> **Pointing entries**
-*-*-

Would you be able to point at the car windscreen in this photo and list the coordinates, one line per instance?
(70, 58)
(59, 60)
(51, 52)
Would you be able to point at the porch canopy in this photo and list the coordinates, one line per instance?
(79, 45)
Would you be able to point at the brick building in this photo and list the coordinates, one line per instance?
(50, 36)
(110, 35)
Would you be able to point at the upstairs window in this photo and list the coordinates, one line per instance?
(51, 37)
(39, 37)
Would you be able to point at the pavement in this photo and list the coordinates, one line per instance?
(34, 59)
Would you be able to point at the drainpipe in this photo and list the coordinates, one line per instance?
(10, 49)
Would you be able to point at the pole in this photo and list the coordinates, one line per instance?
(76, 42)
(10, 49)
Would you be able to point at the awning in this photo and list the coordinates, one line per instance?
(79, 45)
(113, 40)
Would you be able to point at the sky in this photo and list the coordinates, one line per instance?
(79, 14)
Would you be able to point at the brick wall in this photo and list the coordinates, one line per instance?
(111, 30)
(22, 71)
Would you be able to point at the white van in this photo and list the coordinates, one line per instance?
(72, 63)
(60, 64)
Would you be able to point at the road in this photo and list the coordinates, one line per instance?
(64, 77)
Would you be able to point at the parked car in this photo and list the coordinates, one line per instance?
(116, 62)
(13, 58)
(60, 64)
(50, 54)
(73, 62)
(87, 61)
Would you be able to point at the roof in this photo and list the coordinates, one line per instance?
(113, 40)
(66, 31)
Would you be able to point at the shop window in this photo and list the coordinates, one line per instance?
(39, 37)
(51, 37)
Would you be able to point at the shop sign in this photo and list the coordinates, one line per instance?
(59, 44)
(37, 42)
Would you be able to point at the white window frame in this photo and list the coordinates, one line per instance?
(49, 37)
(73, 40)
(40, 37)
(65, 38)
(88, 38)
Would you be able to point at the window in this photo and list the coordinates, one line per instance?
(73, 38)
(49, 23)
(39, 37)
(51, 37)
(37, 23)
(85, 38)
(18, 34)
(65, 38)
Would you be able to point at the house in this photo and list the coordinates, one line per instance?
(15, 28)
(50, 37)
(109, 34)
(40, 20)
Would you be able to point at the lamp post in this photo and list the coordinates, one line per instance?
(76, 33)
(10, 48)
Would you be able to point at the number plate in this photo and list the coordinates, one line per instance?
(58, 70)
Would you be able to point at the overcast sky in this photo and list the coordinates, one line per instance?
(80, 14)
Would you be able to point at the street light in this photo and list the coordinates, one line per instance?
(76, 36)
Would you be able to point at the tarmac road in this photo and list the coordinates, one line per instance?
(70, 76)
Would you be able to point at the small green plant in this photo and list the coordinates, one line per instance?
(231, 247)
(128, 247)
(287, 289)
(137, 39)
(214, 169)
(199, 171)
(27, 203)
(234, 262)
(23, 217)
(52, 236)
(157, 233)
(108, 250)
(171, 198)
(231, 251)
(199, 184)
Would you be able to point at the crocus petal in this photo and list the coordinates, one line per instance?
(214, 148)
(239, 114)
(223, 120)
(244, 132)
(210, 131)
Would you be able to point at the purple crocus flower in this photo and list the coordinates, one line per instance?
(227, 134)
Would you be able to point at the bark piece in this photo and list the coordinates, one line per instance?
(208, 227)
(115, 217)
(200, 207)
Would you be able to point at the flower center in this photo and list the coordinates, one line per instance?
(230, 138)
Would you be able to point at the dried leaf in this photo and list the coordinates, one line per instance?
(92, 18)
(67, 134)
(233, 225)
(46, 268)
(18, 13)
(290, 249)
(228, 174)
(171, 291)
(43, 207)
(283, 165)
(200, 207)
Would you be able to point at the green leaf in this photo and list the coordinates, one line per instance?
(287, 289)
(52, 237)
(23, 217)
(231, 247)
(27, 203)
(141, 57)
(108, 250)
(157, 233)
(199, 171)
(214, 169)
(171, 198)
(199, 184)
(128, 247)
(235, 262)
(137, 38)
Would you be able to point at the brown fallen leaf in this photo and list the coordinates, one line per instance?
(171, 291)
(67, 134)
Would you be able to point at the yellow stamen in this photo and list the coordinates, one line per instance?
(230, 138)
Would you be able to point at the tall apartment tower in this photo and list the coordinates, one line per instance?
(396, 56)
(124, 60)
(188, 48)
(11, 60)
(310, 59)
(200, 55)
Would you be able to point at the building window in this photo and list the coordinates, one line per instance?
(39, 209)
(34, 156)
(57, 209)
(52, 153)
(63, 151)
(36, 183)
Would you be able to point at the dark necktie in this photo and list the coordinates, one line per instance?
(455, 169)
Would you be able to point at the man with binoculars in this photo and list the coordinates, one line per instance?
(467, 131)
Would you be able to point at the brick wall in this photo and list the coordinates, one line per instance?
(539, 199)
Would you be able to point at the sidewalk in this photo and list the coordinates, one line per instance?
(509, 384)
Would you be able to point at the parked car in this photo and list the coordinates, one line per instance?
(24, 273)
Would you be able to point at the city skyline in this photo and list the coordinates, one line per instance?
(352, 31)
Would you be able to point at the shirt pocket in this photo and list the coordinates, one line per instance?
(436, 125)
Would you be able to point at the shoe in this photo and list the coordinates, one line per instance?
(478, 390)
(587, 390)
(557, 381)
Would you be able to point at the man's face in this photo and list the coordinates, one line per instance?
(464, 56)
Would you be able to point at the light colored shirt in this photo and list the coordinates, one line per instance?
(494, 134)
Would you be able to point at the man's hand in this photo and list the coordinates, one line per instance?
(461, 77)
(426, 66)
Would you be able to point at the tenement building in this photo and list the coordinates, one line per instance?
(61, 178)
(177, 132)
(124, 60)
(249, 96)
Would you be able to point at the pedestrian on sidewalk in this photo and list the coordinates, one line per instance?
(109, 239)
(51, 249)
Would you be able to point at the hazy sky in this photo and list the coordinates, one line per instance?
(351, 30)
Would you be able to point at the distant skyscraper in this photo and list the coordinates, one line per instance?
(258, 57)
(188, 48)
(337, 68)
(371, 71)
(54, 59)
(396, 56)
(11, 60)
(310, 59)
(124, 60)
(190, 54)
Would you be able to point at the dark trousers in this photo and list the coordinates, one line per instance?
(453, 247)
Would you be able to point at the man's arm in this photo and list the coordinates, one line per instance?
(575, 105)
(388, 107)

-*-*-

> **Task description**
Return every line of the entries above verbatim.

> **Response**
Would you be able to point at the car windscreen in this photo and list the coordinates, one line per instance?
(70, 58)
(59, 60)
(51, 52)
Would you be able to point at the porch canopy in this photo and list the coordinates, one line per instance?
(79, 45)
Would you be able to point at the brick building in this photo and list the coordinates, one line per instance?
(50, 36)
(110, 35)
Would you be able to point at the upstairs window in this photo and list the coordinates, one line per instance?
(51, 37)
(39, 37)
Would you be able to point at the pavement in this photo and list the coordinates, one line per instance?
(34, 59)
Would you be able to point at the drainpipe in this photo and list the coordinates, one line per instance?
(10, 49)
Would you be able to point at the pole in this photo and list the coordinates, one line per instance?
(76, 42)
(10, 49)
Would you be able to point at the awning in this photo and list the coordinates, one line per instance?
(79, 45)
(113, 40)
Would you be able to point at the sky in this photo and list the coordinates, one line per instance?
(79, 14)
Would you be able to point at the brick wall in this photo and list the coordinates, one line per instance?
(111, 30)
(22, 71)
Would you be able to point at the white van in this photo and list the coordinates, one line per instance?
(72, 63)
(60, 64)
Would you be able to point at the road in this photo and list the coordinates, one line per instance?
(64, 77)
Would you be able to point at the parked car in this photo and list the coordinates, one line per instance?
(116, 62)
(13, 58)
(60, 64)
(50, 54)
(73, 62)
(87, 61)
Would you be able to point at the roof in this photo and list the coordinates, one line per instance?
(113, 40)
(66, 31)
Would you be able to point at the shop window in this photo and list the coordinates, one line per instance?
(39, 37)
(51, 37)
Would you be able to point at the shop sign in this photo and list the coordinates, one line per instance?
(59, 44)
(37, 42)
Would you be able to point at the white window frame in this photo and list the coordinates, one line per instance?
(49, 37)
(73, 40)
(40, 37)
(65, 38)
(88, 38)
Would you be able to point at the window in this photo and list the coordinates, one line per instance?
(73, 38)
(49, 23)
(39, 37)
(51, 37)
(37, 23)
(85, 38)
(18, 34)
(65, 38)
Would you be able to point at the house in this photo and list the coordinates, one line per instance?
(15, 28)
(50, 37)
(109, 34)
(40, 20)
Would you be able to point at the lamp post in this photo and list the coordinates, one line per instance?
(76, 33)
(10, 48)
Would you be able to point at the number plate in this photo and list the coordinates, one line per instance?
(58, 70)
Would you be able to point at the overcast sky in this photo and list the coordinates, one line per instance?
(80, 14)
Would you be able to point at the street light in this photo and list the coordinates, one line per instance?
(76, 36)
Would you be able to point at the tarmac road in this photo and list the coordinates, one line per instance?
(70, 76)
Would you be able to point at the small green plant in this photo and list the coordinates, one line per instance?
(231, 247)
(128, 247)
(287, 289)
(137, 39)
(214, 169)
(199, 171)
(27, 203)
(234, 262)
(23, 217)
(52, 236)
(157, 233)
(108, 250)
(171, 198)
(231, 251)
(199, 184)
Would you be able to point at the crocus petal in this photo and list the coordinates, one line per instance?
(214, 148)
(239, 114)
(223, 120)
(244, 132)
(210, 131)
Would you be able to point at the purple crocus flower in this photo and list the coordinates, one line per instance?
(227, 134)
Would you be able to point at the bark piece in this photo and list the coordinates, one line per instance?
(208, 227)
(115, 217)
(200, 207)
Would you be able to point at the flower center in this photo and list the coordinates, one line per instance?
(230, 138)
Would you be able to point at the dried leaf in this photo and list the coordinates, one line per instance?
(92, 18)
(67, 134)
(233, 225)
(46, 268)
(18, 13)
(290, 249)
(228, 174)
(171, 291)
(43, 207)
(283, 165)
(200, 207)
Would you be able to point at the green leaf in this photo and list the coordinates, one line per instance?
(287, 289)
(52, 237)
(23, 217)
(231, 247)
(27, 203)
(141, 57)
(108, 250)
(157, 233)
(199, 171)
(214, 169)
(171, 198)
(199, 184)
(128, 247)
(235, 262)
(137, 38)
Would you be able to point at the brown fallen leaf in this photo and list the coordinates, one line per instance?
(171, 291)
(67, 134)
Would you be able to point at the yellow stamen in this photo and list the coordinates, one line per instance?
(230, 138)
Would you be able to point at the tall apartment tower in this photo and list the coordinates, one line per instance?
(396, 56)
(124, 60)
(188, 48)
(11, 60)
(310, 59)
(200, 55)
Would you be able to point at the building window in this photo and list the coordinates, one line per instance?
(39, 209)
(34, 156)
(57, 209)
(52, 153)
(63, 151)
(36, 183)
Would you be able to point at the dark necktie in this photo and list the coordinates, one line per instance?
(455, 169)
Would you be able to point at the man with binoculars in this photo and list the coordinates, one line per instance?
(467, 131)
Would you be able to point at the brick wall in this photo and list the coordinates, one line per instance?
(539, 199)
Would you be able to point at the sidewalk in this photo and list the coordinates, one line per instance?
(509, 384)
Would you be able to point at the parked car in this photo and list the coordinates, one line per instance?
(24, 273)
Would you be able to point at the city skyline in this photo and list the coordinates, one line per instance?
(352, 31)
Would you be able to point at the shirt pocket in this photo and list the coordinates, one line per instance?
(436, 125)
Would you be able to point at the shoe in this photo and list the coordinates, one line per instance?
(478, 390)
(587, 390)
(557, 381)
Would you be able to point at the man's face in this photo and list the coordinates, one line per instance?
(464, 56)
Would you be able to point at the light colored shirt in this photo and list the coordinates, one line per instance?
(494, 134)
Would you be able to point at the man's hand in this photo and list the coordinates, one line per instance?
(461, 77)
(426, 66)
Would you be able to point at the tenement building in this photo and list the coordinates, one line per instance?
(61, 178)
(177, 132)
(124, 60)
(249, 96)
Would you be able to point at the pedestrian on sidewalk in this photo and list the coordinates, one line per instance?
(109, 239)
(51, 249)
Would you be able to point at the hazy sky in this photo and list the coordinates, one line per instance?
(351, 30)
Would you be able to point at the distant skyscraper in this photo and list the coordinates, one line per instance?
(258, 57)
(188, 48)
(337, 68)
(371, 71)
(54, 59)
(396, 56)
(11, 60)
(310, 59)
(124, 60)
(190, 54)
Would you be able to point at the dark trousers in this photo and list the coordinates, one line per instance?
(453, 247)
Would you be able to point at the man's arm in this photo and list the coordinates, one line per instance?
(575, 105)
(388, 107)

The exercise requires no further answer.